What the task requires: Count the lines of the data below that contain the string "glove", treating uppercase and lowercase as different. Reply with only the number.
----
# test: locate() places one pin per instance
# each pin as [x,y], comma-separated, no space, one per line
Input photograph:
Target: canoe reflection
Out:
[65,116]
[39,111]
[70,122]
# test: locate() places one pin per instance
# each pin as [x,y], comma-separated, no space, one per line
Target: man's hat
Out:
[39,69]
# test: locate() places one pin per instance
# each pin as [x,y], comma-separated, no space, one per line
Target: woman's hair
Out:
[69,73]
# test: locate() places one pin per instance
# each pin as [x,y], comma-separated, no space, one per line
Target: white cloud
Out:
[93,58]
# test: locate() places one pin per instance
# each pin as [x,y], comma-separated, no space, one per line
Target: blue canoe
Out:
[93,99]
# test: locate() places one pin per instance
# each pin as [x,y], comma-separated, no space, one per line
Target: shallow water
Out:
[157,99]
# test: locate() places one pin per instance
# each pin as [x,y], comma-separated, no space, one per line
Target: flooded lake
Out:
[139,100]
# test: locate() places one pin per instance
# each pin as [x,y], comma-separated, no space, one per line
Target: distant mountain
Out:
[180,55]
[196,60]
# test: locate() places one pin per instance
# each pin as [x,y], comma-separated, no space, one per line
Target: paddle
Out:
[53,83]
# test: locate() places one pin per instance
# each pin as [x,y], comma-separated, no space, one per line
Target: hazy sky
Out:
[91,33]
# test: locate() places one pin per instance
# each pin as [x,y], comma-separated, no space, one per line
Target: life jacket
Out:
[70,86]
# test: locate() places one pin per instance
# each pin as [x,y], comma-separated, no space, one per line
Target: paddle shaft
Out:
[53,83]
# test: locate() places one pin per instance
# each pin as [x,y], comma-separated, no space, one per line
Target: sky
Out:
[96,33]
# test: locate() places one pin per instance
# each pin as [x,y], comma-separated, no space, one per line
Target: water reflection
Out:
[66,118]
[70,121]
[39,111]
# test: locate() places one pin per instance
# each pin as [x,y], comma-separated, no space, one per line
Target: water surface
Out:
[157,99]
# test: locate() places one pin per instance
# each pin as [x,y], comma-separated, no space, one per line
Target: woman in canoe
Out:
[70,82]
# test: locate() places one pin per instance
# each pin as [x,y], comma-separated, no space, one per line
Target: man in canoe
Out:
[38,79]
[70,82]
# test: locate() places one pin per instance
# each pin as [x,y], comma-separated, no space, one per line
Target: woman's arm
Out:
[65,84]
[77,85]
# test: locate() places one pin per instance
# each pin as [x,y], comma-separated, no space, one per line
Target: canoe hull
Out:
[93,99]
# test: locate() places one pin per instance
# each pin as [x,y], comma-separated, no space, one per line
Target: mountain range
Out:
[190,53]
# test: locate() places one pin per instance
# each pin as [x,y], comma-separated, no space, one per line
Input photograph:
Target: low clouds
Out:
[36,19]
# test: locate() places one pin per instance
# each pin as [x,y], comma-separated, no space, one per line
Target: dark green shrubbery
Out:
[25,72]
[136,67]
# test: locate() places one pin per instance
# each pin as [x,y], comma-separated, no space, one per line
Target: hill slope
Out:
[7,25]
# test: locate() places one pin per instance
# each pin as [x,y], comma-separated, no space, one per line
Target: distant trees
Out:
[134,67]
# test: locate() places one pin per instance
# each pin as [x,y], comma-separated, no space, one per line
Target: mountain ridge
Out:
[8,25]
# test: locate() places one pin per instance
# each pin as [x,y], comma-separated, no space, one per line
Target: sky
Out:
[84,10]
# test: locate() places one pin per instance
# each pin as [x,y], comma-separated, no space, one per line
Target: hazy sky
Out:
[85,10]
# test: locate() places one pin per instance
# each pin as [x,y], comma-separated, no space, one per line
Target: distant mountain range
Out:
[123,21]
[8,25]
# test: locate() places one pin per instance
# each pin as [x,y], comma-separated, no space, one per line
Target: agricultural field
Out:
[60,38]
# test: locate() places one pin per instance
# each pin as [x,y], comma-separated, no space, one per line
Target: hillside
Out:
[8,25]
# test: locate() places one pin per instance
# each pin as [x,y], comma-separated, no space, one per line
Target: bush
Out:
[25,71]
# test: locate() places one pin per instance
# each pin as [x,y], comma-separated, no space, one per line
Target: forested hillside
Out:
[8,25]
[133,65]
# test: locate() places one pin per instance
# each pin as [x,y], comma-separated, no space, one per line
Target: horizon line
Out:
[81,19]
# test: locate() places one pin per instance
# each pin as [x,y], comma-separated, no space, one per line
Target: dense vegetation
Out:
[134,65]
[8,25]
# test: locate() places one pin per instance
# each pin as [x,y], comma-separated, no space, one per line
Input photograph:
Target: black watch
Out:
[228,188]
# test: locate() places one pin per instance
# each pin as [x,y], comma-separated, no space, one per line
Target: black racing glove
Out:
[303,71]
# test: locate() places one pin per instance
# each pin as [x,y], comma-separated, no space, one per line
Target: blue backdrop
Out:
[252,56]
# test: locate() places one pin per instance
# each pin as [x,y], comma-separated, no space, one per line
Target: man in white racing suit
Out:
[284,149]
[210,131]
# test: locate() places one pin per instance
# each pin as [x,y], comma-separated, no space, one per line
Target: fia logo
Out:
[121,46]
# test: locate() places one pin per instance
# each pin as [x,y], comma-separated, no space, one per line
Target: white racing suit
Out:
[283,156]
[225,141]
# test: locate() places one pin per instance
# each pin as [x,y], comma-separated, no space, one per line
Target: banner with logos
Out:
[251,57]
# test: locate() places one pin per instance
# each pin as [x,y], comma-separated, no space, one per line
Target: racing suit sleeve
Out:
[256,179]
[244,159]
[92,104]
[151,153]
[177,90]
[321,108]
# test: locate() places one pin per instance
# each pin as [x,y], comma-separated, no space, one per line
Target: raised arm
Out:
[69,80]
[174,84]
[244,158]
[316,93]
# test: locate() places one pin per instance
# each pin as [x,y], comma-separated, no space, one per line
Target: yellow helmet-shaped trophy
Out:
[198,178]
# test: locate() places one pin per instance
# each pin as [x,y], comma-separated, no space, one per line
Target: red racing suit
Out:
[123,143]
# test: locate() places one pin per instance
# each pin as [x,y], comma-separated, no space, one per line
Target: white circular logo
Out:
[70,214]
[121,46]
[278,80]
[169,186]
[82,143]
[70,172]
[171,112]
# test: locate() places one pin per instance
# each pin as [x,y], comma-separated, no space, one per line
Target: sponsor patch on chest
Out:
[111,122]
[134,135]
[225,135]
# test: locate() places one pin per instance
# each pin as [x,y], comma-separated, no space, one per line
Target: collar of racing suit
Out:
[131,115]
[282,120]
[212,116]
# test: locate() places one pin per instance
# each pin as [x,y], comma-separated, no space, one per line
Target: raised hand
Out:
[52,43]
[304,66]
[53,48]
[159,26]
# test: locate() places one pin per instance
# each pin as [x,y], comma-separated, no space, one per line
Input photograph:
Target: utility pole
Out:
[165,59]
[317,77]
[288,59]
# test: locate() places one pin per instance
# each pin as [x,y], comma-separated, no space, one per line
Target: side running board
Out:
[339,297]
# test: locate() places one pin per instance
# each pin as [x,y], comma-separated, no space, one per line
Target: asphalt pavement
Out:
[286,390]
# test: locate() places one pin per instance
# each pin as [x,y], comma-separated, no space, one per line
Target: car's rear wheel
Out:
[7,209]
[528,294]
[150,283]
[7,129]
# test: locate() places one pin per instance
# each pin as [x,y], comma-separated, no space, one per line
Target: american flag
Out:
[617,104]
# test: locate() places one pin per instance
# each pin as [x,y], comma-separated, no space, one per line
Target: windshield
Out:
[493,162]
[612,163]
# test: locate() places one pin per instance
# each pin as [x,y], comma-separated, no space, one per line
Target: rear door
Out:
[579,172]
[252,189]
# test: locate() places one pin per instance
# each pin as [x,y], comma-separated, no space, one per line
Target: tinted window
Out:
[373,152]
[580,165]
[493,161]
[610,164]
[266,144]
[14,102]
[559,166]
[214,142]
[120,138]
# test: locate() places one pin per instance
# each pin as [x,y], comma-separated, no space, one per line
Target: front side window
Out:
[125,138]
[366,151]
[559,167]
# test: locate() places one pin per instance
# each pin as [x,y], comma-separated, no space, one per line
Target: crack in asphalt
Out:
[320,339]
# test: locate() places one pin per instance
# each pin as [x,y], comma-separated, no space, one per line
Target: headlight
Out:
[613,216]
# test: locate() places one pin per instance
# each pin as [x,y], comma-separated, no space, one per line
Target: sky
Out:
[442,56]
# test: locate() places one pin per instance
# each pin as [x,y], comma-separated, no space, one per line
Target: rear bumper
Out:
----
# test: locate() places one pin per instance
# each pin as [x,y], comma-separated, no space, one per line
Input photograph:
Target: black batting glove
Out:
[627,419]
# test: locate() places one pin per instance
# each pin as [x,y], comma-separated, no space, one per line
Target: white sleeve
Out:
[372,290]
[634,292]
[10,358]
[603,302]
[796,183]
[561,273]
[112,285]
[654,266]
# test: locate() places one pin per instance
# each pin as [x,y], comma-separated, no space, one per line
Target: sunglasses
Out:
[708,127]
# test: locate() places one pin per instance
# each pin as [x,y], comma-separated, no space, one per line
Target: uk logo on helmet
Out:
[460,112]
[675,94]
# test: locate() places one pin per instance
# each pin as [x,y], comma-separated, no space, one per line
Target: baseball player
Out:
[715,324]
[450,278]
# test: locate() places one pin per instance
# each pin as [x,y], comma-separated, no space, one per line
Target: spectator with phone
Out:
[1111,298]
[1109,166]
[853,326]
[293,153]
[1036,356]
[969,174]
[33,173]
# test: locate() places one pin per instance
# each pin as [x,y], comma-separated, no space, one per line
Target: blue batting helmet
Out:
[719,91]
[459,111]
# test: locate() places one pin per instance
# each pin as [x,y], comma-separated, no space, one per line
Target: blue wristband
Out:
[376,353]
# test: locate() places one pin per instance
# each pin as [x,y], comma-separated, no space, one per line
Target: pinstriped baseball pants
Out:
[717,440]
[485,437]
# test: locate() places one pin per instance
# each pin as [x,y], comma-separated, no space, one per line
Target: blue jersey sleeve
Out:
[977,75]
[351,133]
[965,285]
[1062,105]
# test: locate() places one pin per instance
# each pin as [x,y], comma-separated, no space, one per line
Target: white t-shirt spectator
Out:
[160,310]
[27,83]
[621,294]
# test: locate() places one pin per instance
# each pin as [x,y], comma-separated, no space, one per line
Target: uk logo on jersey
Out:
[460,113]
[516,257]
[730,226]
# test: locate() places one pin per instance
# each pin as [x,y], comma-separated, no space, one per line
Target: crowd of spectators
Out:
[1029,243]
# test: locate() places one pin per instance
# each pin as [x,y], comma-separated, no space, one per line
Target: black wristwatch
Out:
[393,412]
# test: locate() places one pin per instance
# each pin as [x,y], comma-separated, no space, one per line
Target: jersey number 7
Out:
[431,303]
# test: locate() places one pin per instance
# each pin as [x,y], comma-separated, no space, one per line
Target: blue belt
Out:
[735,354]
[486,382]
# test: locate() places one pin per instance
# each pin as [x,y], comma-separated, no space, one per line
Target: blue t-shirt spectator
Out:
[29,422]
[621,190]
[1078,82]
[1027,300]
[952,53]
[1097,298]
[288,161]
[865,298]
----
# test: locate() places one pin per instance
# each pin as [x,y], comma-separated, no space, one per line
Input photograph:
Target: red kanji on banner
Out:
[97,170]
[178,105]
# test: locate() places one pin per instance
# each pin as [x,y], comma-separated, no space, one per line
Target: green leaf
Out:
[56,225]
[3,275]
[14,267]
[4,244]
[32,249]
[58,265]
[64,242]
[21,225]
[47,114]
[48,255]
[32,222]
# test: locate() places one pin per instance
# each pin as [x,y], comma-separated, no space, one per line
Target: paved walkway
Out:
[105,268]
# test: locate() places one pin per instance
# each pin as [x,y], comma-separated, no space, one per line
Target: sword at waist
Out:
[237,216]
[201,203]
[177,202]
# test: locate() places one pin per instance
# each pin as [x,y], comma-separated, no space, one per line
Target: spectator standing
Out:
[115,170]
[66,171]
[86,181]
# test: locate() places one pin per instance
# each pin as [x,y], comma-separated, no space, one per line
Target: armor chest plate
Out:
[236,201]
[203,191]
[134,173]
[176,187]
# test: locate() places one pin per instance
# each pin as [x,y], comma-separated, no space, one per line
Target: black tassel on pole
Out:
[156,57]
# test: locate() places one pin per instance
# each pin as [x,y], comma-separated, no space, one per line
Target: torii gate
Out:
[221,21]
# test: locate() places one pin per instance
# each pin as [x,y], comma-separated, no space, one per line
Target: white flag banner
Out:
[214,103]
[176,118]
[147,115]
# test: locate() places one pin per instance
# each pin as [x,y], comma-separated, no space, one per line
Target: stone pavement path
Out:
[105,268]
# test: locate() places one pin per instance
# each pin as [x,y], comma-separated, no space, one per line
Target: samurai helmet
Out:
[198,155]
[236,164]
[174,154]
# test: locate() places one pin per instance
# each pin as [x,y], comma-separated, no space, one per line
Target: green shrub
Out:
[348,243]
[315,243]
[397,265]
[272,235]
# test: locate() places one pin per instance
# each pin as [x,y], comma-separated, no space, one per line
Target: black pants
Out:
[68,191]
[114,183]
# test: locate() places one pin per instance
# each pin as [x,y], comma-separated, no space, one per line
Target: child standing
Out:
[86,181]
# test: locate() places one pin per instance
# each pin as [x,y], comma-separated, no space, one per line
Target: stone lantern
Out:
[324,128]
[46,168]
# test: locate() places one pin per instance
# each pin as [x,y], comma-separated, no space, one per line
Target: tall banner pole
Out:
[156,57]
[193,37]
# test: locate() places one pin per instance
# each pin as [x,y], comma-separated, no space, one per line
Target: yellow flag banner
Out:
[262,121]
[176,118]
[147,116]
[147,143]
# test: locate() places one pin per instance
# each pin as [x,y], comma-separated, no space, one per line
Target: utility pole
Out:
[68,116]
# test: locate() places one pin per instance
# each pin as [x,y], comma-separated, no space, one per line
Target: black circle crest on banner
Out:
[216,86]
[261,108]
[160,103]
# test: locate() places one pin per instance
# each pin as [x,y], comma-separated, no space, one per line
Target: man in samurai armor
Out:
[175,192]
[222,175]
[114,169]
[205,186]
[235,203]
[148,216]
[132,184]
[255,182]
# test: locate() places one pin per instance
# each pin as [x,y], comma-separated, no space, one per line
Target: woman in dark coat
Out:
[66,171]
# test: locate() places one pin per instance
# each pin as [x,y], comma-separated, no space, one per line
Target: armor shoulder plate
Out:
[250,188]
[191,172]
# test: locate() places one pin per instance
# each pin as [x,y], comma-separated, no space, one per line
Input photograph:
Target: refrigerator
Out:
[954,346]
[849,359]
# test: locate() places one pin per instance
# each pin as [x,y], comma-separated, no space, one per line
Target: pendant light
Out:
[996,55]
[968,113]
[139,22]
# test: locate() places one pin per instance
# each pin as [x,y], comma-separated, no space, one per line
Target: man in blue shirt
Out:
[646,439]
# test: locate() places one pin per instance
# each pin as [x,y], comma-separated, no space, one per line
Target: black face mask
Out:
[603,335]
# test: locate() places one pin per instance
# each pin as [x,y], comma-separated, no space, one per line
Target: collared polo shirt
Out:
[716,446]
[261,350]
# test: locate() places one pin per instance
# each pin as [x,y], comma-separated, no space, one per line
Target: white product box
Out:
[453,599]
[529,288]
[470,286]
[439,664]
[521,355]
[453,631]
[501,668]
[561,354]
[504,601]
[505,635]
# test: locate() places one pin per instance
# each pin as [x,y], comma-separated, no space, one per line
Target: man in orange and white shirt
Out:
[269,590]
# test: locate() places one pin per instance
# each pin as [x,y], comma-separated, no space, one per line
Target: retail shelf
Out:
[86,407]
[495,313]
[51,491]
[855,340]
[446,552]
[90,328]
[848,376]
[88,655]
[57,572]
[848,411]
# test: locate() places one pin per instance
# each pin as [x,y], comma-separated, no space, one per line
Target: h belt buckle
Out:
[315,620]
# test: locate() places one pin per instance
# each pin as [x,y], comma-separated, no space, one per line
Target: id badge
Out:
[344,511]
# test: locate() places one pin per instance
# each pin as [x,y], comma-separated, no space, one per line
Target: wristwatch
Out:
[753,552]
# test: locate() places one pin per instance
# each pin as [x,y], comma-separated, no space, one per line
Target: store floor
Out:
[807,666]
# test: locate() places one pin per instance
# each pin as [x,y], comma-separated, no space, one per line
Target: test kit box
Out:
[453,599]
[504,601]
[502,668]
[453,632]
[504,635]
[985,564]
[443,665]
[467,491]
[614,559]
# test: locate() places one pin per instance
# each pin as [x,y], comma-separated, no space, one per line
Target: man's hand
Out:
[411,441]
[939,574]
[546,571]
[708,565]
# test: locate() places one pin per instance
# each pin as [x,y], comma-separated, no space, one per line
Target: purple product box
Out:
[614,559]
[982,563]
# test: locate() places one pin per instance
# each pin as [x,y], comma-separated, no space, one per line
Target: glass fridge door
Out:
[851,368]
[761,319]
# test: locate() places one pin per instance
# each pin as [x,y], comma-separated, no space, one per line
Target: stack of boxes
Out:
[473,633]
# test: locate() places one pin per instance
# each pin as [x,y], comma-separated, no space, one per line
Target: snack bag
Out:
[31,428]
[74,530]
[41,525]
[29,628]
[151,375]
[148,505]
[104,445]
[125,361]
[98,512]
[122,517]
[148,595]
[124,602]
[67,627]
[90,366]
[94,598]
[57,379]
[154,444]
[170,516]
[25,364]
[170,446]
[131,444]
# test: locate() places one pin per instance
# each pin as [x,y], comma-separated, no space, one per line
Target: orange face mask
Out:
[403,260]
----
Task solution: 2